* [READING TEXT]
==============================

Programme no. 162-P
Public Health
Post-myocardial infarction anxiety or depressive symptoms and risk of new cardiovascular events or death: a population-based longitudinal study
Karen Kjær Larsen*1, TIne Jepsen Nielsen2, Mogens Vestergaard3, Bo Christensen4
1Section of General Medical Practice,Aarhus University,8000 Aarhus,Denmark, 2Research Unit for General Practice,Aarhus University,8000 Aarhus,Denmark, 3Section of General Medical Practice,Aarhus University,8000 Aarhus,Denmark;Research Unit for General Practice,Aarhus University,8000 Aarhus,Denmark, 4Section of General Medical Practice,Aarhus University,8000 Aarhus,Denmark
* = Presenting author
Objectives: To examine the association between anxiety symptoms 3 months after myocardial infarction (MI) and/or new cardiovascular events and death, taking into account established risk factors, and to compare the results with those of the impact of depressive symptoms.
Background: Post-MI anxiety symptoms have been associated with a composite outcome of new cardiovascular events or death, but previous studies have not fully adjusted for potential confounders. It remains unclear whether anxiety symptoms are independently associated with both new cardiovascular events and death.
Results: A total of 239 new cardiovascular events and 94 deaths occurred during 1975 person-years of follow-up. Cox proportional hazards models showed that anxiety symptoms were associated with both new cardiovascular events and death in analysis adjusted for age only. The estimates decreased when adjusted for dyspnea score, physical activity, and depressive symptoms, and anxiety symptoms were no longer associated with new cardiovascular events (hazard ratio [HR] = 1.02, 95% confidence interval [CI] = 0.98-1.07) or with death (HR = 0.94, 95% CI = 0.88-1.01). In fully adjusted models, depressive symptoms remained associated with death (HR = 1.13, 95% CI = 1.05-1.21), but not with new cardiovascular events (HR = 1.02, 95% CI = 0.99-1.06).
Material/Methods: A population-based cohort study of 896 persons (70% of eligible) with first-time MI between 1 January 2009 and 31 December 2009, completing the Hospital Anxiety and Depression Scale, were followed up until 31 July 2012.
Conclusion: Post-MI anxiety symptoms were not an independent prognostic risk factor for new cardiovascular events or for death, whereas depressive symptoms were associated with an increased risk of mortality.
Points for discussion: What is the role of the GP in according to patients with a chronical physical disease and concommitant mental disease?

Why is post-MI depression and not post-MI anxiety related to mortality? Do MI-patients with anxiety differ from those with depression?

==============================

* [EXPLORE THE MATERIAL]
A - Restate the post-myocardial infarction abstract's passage between "Material/Methods: A population-based" and "31 July 2012.", inclusive, substituting "registry study" for "cohort study".
B - In the post-myocardial infarction abstract, how many deaths occurred during follow-up?

[Excerpts from a dataset]
==============================

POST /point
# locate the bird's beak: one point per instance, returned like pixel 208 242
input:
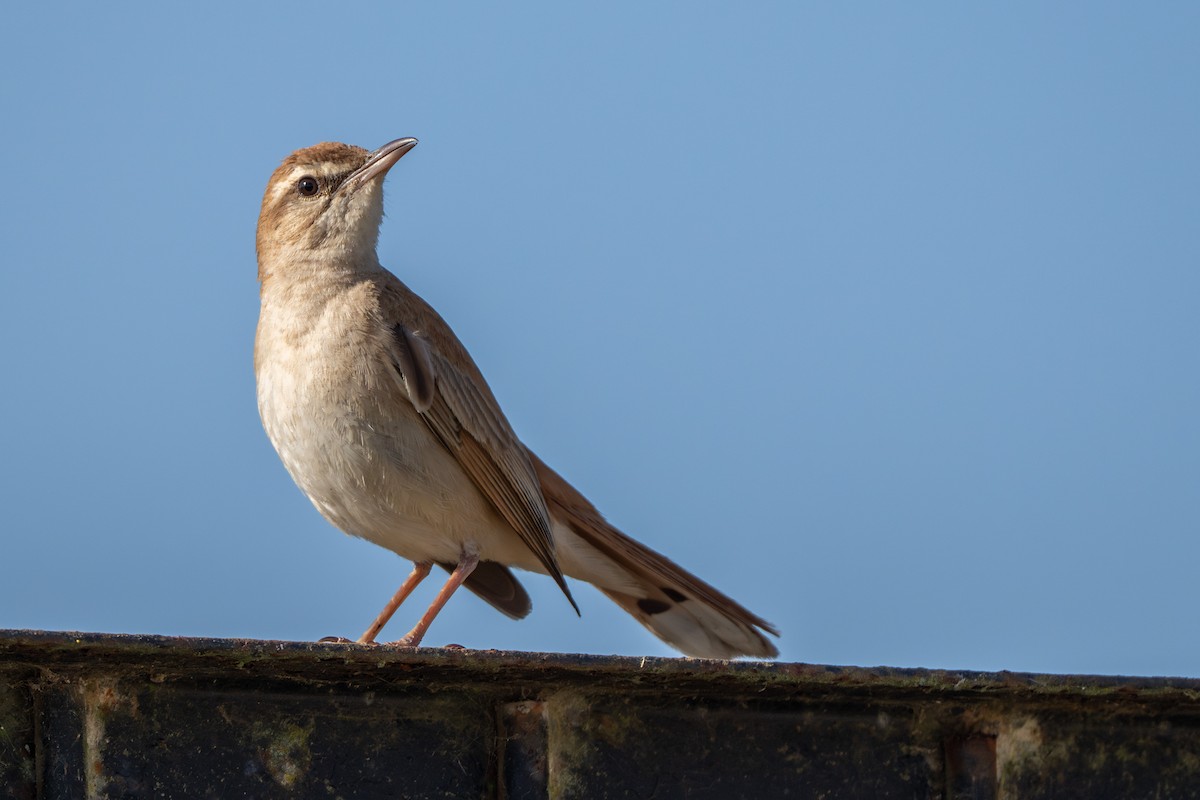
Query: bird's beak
pixel 379 162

==============================

* [EXPECTED RESULTS]
A -
Material/Methods: A population-based registry study of 896 persons (70% of eligible) with first-time MI between 1 January 2009 and 31 December 2009, completing the Hospital Anxiety and Depression Scale, were followed up until 31 July 2012.

B - 94 deaths occurred during follow-up.